### DOCUMENT EXCERPT:

----

The decision of US president Biden to definitely complete the withdrawal of US military forces from Afghanistan after 20 years – also NATO made the same step – by September 11 has spread serious concerns among Central Asian republics as well as among external involved actors (China, Russia, Iran) about threats which could affect regional stability and security. Indeed, we can observe that the US military disengagement has revitalized Taliban activism (editor’s note: the terrorist movement banned in Central Asian countries) and their ambitions to seize the power, pushing them to extend their control on the Afghanistan’s northern districts along the border with Central Asian countries: according to the Tajik officials, the Taliban terroristic movement already controls 900 kilometres of the 1,357-kilometer border with Tajikistan.[1]
A new long-term conflict could flare up in Afghanistan – not only opposing terroristic Taliban against Kabul’s government, but also Taliban against the Islamic State-Khorasan’s foreign fighters because of their ideological divergences – triggering a dangerous condition of instability and its potential spillover to the whole Central Asia region: the worsened domestic scenario will fuel a potentially consistent flux of civil refugees from Afghanistan to the bordering countries, which should provide them humanitarian assistance.[2] In the meanwhile, hundreds Afghan military troops crossed the border seeking protection in Tajikistan and Uzbekistan in the last weeks, escaping from Taliban offensive.[3]
These events have immediately pushed Tashkent and Dushanbe to actively play a role to deal with the alarming situation at their border (Tajikistan plans to reinforce its border sending additional 20,000 troops, while Uzbekistan aims to undertake a diplomatic initiative expressly excluding a military solution),[4] while Turkmenistan at the beginning did not officially express concerns towards Taliban activism, mainly because the country appears not directly affected.
However, the scenario of volatility along the shared border with Afghanistan has become progressively worrying for Turkmen authorities, as a potential perceived threat to the domestic stability and security.
In less than one month, Taliban militants expanded their presence in the Faryab province, controlling of 13 out of 14 districts. On June 25 Taliban took the control of the Qaramqol and Ghormach settlements, while Afghan forces expelled Taliban’s presence from the strategic city of Andkhoy (situated about 32km from the border with Turkmenistan).[5] Taliban’s temporary control of Andkhoy district pushed Afghan authorities to close Aqina border port which is main trade gateway of foodstuff from Turkmenistan to Afghanistan, so exposing local communities to a shortage of foods and rising prices.[6] On July 9, Taliban seized the control of Torghundi border town in the western province of Herat, the other dry port between Afghanistan and Turkmenistan.[7]Similarly to Tajikistan, Turkmenistan has decided to adopt measures aimed at reinforcing security along the border, concentrating heavy weaponry, helicopters and other aircraft as well as moving additional troops from Mary 1 and Mary 2 military bases (in the Lebap region) to Serhetabad, a major border crossing with Afghanistan, with the task to support border guard units.[8] Moreover, according to Radio Azatlyk (the RFE/RL’s Turkmen service), Turkmen authorities summoned some reservists to military recruiting posts in Ashgabat, alerting them to be ready for a possible deployment.[9]
A turbulent border
For Turkmenistan, the main concern is to prevent armed incursions of terrorists and militants from the shared border: even if Taliban reassures about their “national aspirations”, namely to rebuild the Islamic Emirate only in Afghanistan and that they are not interested to undermine national borders and sovereignty of Central Asian neighbouring countries,[10] IS-K foreign fighters could benefit from the volatility along the border to lead destabilizing actions inside Turkmen territory.

----

### EXERCISE REQUIREMENTS:
A - Using the excerpt on the Afghan border, answer each question:
(i) According to Tajik officials, how many kilometers of the border with Tajikistan do the Taliban already control?
(ii) How many additional troops does Tajikistan plan to send to reinforce its border?
(iii) Which border town in Herat province did the Taliban seize on July 9?
B - Copy word for word the part of the excerpt on the Afghan border that opens with the words containing "However, the scenario" and closes with "domestic stability and security.".

Items from a data source
----

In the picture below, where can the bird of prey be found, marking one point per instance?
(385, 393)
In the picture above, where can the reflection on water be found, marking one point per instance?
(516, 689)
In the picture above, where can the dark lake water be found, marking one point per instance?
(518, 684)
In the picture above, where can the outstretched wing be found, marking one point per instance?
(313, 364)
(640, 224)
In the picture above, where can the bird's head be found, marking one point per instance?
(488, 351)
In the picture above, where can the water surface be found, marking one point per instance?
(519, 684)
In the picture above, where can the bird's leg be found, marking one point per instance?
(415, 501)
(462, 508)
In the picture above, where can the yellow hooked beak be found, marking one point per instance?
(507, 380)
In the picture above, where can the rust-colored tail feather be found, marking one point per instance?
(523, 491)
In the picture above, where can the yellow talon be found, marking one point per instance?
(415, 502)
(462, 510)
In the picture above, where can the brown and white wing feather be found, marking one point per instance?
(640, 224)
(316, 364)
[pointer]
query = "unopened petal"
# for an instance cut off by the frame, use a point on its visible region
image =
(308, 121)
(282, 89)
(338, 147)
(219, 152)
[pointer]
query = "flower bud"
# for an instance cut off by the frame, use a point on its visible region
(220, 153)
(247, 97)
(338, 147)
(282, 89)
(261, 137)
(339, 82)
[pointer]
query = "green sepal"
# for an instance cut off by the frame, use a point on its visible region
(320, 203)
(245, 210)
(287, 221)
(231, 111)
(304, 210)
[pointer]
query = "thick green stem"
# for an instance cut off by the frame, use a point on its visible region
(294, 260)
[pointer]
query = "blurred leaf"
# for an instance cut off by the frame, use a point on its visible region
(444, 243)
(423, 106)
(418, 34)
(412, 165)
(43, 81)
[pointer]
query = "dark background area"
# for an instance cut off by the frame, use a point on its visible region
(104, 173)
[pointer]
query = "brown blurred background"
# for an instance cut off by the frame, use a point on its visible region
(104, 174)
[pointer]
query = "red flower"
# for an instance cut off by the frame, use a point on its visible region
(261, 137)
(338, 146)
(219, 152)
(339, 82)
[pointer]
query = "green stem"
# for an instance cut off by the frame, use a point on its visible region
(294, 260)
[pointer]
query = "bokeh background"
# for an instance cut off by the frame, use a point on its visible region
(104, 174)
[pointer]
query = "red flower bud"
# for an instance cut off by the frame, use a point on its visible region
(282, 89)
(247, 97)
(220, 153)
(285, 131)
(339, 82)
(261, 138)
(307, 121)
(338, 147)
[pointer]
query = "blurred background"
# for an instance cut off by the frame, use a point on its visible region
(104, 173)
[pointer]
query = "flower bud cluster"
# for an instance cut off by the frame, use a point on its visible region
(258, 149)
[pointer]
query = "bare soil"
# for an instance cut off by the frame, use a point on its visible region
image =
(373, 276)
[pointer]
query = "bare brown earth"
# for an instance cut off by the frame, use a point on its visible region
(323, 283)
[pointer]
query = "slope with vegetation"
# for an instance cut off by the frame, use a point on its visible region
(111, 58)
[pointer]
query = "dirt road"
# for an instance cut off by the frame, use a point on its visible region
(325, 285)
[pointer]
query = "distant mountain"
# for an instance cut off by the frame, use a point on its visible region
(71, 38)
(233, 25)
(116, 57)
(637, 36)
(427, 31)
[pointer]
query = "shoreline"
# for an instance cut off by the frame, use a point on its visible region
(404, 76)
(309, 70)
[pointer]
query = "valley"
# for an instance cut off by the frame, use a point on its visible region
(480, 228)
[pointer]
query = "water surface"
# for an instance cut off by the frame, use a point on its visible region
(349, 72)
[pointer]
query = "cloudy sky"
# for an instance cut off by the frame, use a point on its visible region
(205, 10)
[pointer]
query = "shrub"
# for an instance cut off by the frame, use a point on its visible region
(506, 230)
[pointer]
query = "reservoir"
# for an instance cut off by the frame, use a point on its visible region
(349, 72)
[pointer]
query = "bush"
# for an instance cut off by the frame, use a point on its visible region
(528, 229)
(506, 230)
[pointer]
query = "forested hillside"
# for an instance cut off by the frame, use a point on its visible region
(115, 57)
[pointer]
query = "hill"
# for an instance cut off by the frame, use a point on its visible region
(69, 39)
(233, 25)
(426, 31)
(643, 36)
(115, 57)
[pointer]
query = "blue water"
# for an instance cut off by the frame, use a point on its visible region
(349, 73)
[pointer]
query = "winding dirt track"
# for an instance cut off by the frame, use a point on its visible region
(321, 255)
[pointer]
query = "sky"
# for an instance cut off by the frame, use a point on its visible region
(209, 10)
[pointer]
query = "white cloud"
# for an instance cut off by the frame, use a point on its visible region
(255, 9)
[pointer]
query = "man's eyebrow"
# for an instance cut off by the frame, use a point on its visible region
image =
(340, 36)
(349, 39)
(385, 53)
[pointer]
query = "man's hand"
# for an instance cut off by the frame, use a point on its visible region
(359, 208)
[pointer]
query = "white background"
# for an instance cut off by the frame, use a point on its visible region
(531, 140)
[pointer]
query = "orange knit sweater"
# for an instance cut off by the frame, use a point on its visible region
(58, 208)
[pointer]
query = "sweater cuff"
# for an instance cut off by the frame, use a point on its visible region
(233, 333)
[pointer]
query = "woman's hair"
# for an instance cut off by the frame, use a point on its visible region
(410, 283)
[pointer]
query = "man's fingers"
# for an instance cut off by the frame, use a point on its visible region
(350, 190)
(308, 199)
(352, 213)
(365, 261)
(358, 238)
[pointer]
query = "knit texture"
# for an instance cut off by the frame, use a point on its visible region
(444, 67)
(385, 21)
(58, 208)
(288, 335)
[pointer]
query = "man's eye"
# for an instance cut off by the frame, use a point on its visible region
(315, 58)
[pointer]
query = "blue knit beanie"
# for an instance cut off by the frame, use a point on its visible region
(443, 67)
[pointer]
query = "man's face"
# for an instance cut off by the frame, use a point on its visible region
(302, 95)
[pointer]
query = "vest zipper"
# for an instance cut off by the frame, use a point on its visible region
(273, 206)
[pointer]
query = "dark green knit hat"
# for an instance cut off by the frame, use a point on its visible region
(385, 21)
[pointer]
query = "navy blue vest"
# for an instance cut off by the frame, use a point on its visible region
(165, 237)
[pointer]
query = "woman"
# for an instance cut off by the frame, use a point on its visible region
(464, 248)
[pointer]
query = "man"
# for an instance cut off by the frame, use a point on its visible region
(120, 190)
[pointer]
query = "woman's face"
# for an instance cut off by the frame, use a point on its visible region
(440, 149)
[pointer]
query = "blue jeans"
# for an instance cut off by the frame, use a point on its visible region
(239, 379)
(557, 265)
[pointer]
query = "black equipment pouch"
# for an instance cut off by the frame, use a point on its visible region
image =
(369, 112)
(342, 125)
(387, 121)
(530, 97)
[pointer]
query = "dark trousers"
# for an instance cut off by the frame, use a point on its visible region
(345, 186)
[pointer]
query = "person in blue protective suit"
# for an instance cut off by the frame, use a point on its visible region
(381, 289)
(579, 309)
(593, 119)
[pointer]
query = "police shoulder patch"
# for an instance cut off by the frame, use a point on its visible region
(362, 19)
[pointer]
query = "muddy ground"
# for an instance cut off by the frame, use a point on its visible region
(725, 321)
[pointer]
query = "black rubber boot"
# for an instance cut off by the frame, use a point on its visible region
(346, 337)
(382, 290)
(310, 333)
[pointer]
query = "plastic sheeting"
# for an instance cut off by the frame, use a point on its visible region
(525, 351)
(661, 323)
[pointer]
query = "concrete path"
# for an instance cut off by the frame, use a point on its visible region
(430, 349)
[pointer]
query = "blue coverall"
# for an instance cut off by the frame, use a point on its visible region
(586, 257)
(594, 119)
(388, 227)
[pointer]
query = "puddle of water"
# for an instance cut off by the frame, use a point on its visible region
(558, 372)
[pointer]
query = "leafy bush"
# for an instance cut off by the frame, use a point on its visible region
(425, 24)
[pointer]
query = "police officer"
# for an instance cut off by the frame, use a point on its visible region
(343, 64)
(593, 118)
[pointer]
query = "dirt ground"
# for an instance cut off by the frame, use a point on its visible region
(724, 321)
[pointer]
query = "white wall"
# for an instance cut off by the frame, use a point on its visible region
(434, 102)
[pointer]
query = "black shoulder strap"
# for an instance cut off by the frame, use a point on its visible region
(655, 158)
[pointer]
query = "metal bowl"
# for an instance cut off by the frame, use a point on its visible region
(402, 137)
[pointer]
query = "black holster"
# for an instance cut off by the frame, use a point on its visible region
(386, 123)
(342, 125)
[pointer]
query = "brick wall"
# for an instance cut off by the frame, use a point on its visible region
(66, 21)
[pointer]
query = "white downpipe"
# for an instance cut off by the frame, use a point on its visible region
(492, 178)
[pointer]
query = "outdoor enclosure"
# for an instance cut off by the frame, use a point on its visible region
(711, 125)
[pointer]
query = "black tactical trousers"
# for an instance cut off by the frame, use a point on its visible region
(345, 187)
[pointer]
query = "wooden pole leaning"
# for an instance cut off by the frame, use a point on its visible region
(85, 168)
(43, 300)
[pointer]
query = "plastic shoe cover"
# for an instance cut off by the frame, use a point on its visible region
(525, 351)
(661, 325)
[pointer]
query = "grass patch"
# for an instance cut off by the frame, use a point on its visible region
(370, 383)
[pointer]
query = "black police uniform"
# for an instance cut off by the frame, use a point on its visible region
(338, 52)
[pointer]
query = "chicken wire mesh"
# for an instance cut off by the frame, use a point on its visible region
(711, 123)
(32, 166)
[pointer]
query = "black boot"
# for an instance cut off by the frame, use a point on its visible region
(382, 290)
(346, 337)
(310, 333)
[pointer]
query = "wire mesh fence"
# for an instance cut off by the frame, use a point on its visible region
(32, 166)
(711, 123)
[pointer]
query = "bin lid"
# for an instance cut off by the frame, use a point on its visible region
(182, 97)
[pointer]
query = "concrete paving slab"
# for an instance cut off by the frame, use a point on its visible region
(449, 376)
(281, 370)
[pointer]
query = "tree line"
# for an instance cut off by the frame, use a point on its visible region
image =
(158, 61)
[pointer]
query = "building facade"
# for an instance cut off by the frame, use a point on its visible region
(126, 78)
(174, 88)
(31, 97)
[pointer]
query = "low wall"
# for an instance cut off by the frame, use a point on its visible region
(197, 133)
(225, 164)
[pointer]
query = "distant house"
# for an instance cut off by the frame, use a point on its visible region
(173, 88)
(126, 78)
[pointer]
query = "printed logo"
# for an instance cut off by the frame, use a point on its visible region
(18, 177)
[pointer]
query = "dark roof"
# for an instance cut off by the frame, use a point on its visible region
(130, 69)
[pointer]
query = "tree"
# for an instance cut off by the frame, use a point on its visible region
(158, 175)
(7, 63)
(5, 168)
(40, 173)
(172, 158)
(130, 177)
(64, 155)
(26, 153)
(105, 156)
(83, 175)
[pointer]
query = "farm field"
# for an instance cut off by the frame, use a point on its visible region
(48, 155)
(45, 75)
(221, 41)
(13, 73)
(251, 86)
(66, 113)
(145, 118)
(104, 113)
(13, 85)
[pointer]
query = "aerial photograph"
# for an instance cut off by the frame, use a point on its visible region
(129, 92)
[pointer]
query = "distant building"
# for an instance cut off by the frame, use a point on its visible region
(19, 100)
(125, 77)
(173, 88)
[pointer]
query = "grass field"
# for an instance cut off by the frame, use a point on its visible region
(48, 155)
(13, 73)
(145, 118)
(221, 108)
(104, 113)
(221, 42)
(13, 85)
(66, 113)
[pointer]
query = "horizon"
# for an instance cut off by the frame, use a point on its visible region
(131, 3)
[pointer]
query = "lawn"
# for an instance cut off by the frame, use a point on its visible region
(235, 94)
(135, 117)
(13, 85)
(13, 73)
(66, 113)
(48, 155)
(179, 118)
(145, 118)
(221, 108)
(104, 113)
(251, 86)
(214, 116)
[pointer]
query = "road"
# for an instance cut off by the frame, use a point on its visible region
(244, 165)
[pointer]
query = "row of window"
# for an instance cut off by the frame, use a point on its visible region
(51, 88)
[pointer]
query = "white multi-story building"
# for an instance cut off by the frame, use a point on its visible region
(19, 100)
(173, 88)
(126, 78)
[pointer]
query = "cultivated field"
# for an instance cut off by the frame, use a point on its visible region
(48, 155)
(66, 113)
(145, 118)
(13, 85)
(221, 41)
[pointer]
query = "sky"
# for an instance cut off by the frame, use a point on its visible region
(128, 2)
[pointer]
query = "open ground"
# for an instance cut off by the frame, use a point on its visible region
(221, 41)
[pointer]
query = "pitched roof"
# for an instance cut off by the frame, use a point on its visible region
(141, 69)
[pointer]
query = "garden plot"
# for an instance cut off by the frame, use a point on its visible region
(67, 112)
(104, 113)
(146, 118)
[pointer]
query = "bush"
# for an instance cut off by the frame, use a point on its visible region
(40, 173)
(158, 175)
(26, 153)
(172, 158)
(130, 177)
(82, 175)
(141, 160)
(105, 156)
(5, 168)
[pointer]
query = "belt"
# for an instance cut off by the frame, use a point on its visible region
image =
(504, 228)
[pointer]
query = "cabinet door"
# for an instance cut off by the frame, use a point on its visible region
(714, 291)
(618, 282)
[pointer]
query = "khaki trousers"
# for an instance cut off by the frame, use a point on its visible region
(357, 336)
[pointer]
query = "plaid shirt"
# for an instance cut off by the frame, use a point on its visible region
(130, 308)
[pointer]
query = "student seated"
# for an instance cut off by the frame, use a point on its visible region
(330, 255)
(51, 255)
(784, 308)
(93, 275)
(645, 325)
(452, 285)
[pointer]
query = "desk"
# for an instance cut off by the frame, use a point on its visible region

----

### SOLUTIONS TO THE TASKS:
A -
(i) 900 kilometers
(ii) 20,000
(iii) Torghundi

B -
However, the scenario of volatility along the shared border with Afghanistan has become progressively worrying for Turkmen authorities, as a potential perceived threat to the domestic stability and security.